Stored items from a collection:
=== Begin Enclosure ===
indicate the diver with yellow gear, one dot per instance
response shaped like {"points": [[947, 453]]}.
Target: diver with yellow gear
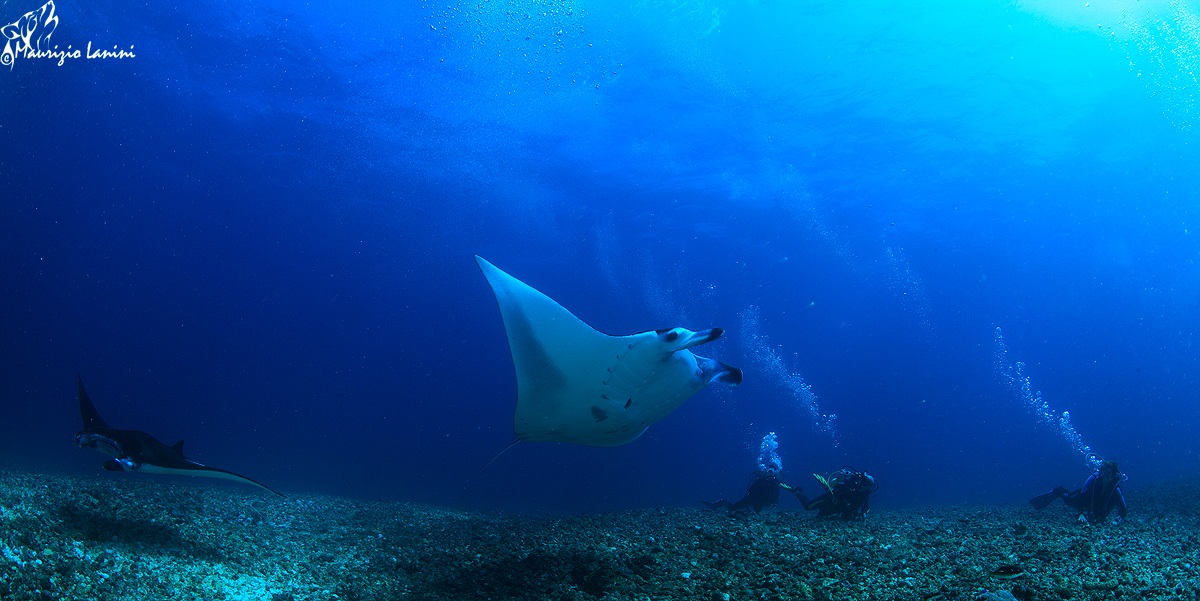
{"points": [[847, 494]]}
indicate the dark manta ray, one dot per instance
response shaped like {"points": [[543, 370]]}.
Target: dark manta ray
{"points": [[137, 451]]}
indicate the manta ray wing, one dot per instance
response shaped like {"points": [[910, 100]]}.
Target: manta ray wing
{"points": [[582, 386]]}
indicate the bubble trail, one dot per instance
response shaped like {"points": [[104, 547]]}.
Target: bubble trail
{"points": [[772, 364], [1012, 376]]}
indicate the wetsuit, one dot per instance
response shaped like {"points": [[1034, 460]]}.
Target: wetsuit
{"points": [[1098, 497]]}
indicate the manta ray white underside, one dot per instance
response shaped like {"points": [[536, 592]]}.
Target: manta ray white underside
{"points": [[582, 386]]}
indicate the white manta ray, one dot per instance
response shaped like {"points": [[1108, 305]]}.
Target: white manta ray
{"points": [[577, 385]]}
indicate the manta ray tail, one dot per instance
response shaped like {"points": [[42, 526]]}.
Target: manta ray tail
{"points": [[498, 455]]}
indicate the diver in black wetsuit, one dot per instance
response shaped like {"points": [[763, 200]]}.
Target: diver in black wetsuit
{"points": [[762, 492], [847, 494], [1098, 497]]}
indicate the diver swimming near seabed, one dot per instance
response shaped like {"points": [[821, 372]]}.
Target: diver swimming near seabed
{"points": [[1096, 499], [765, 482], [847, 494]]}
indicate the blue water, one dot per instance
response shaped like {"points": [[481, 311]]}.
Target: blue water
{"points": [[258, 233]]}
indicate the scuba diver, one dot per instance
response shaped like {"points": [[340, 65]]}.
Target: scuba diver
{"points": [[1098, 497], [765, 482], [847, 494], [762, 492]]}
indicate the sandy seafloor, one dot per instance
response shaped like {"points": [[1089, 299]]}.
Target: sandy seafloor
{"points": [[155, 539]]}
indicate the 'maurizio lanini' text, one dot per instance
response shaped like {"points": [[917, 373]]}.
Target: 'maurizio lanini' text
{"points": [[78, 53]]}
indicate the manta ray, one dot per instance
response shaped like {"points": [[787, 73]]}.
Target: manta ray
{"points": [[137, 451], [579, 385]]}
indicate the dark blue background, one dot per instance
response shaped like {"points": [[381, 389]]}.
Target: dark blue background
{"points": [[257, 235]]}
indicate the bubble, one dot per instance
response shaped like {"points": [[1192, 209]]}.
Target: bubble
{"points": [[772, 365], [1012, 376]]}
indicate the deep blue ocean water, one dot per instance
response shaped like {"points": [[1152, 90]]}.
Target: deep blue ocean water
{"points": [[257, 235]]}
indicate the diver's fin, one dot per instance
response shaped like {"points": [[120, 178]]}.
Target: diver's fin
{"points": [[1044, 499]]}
=== End Enclosure ===
=== Begin Enclosure ===
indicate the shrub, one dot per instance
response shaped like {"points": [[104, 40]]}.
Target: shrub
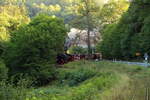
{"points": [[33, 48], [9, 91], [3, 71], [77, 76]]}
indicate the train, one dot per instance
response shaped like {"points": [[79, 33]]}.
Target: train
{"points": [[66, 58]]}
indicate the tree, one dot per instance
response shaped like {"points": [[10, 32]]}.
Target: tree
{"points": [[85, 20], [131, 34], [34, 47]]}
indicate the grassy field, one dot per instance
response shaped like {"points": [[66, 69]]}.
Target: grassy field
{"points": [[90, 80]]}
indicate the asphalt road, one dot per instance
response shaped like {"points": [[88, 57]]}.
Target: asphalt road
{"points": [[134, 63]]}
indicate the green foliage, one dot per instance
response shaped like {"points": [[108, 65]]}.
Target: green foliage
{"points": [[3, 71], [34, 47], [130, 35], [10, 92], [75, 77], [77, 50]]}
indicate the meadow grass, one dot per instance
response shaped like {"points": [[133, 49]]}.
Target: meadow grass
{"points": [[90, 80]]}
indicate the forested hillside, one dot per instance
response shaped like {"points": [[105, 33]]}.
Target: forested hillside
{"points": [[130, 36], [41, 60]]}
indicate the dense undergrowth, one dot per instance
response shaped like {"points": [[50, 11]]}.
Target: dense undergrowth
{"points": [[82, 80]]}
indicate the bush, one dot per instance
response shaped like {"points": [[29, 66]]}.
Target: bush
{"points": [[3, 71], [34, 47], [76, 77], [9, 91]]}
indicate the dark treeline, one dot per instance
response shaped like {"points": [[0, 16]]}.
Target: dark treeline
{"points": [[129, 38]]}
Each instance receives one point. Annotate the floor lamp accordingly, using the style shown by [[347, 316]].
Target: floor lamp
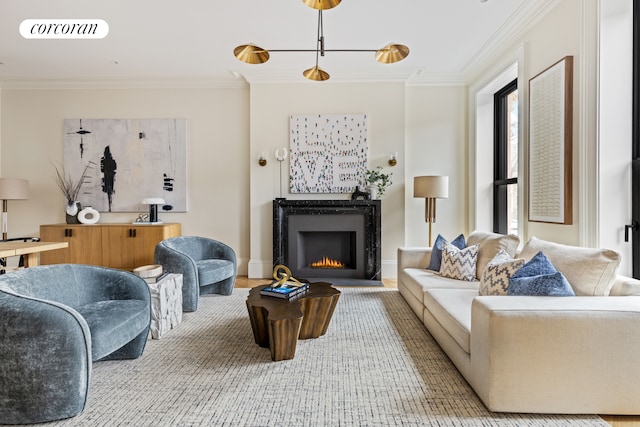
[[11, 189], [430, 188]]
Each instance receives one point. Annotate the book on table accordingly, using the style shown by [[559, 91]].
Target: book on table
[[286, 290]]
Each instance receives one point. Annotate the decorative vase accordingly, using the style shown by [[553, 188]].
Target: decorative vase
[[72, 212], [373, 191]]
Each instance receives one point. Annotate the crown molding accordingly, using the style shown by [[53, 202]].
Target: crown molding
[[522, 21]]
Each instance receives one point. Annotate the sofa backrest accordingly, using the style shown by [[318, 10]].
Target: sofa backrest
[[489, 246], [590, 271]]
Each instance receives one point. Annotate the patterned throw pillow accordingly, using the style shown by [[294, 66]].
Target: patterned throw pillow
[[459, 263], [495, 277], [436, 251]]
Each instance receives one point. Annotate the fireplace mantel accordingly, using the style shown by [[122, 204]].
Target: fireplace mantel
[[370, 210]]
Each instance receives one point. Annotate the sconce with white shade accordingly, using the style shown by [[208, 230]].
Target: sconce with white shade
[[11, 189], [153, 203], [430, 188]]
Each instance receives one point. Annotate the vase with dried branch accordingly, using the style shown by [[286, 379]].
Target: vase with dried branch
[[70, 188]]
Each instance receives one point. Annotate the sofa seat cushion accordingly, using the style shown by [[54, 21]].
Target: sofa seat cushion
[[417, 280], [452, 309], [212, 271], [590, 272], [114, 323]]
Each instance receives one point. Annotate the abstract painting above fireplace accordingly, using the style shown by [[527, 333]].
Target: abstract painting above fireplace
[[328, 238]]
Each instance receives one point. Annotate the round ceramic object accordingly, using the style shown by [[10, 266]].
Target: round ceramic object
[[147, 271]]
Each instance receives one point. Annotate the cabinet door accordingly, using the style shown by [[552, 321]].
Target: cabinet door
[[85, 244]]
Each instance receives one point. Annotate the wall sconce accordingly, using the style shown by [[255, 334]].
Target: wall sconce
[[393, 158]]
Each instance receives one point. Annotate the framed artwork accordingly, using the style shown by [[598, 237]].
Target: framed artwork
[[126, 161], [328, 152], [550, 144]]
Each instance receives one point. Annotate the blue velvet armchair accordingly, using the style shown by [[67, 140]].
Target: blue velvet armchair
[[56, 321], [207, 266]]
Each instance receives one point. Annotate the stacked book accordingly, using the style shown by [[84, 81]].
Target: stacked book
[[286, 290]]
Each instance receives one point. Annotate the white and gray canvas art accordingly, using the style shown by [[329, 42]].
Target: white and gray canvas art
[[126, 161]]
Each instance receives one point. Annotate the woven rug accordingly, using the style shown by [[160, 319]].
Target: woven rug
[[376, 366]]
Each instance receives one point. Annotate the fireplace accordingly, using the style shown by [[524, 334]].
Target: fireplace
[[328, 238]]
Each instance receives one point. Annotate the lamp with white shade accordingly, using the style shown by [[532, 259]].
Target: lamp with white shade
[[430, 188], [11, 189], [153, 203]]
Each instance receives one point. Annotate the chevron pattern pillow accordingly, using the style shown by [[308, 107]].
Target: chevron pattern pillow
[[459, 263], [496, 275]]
=== End Enclosure ===
- [Assignment] In the entries above, the lines between the one holding "indicate the diver swimming" and the one holding "indicate the bubble, one dot per instance", inclusive, are to be printed exactly as written, and those alone.

- [Your solution]
indicate the diver swimming near seabed, one dot per instance
response shaped like {"points": [[821, 372]]}.
Target: diver swimming near seabed
{"points": [[1096, 499], [765, 482], [847, 494]]}
indicate the blue water, one dot per instance
response shaped like {"points": [[481, 311]]}.
Target: blue water
{"points": [[258, 233]]}
indicate the scuba diver, one dot per instance
response shaped like {"points": [[340, 65]]}.
Target: scuba diver
{"points": [[1098, 497], [765, 482], [847, 494], [762, 492]]}
indicate the sandy seafloor, one dot per instance
response shaped like {"points": [[1089, 299]]}.
Target: sandy seafloor
{"points": [[155, 539]]}
indicate the 'maurizio lanini' text, one dot per instance
response shaped like {"points": [[917, 373]]}.
Target: 'maurizio lanini' text
{"points": [[78, 53]]}
indicate the manta ray, one dot per instance
response shaped like {"points": [[787, 73]]}.
Target: manta ray
{"points": [[137, 451], [579, 385]]}
indicate the dark blue background, one dot per instance
response shaped like {"points": [[381, 389]]}.
Target: dark blue background
{"points": [[257, 235]]}
indicate the bubble, one dot per instance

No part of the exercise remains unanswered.